→ What you are asked to do: Format every line of the rows below as a Markdown table with two columns, No. for the line number and Line for the text, and skip blank lines. Leave the pictures out.

====== Data under study

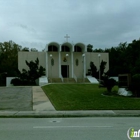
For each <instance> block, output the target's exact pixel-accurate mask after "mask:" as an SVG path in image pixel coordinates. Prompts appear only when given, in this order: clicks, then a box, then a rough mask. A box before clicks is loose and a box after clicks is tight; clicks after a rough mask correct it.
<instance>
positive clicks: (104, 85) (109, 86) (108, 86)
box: [101, 77, 116, 92]
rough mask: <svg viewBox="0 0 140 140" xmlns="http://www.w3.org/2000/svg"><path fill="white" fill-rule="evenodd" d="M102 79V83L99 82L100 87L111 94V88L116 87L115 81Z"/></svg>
mask: <svg viewBox="0 0 140 140" xmlns="http://www.w3.org/2000/svg"><path fill="white" fill-rule="evenodd" d="M103 79H104V80H103V82H101V84H102V86H103V87H106V88H107V91H108V92H111V90H112V88H113V87H114V86H115V85H116V81H115V80H114V79H109V78H108V77H104V78H103Z"/></svg>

============

→ Solved problem:
| No. | Line |
|---|---|
| 1 | For each <instance> block, output the target's exact pixel-accurate mask after "mask:" as an SVG path in image pixel coordinates. Prompts appear only when given, in this order: clicks, then a box, then a rough mask. A box before clicks is loose and a box after clicks is tight; clicks after a rough mask correct it. |
| 2 | <instance> |
| 3 | positive clicks: (104, 85) (109, 86) (108, 86) |
| 4 | box: [101, 77, 116, 92] |
| 5 | rough mask: <svg viewBox="0 0 140 140" xmlns="http://www.w3.org/2000/svg"><path fill="white" fill-rule="evenodd" d="M102 79V83L99 82L100 87L111 94V88L116 87L115 81Z"/></svg> |
| 6 | mask: <svg viewBox="0 0 140 140" xmlns="http://www.w3.org/2000/svg"><path fill="white" fill-rule="evenodd" d="M103 79H104V80H103V82H101V84H102V86H103V87H106V88H107V91H108V92H111V90H112V88H113V87H114V86H115V85H116V81H115V80H114V79H109V78H108V77H104V78H103Z"/></svg> |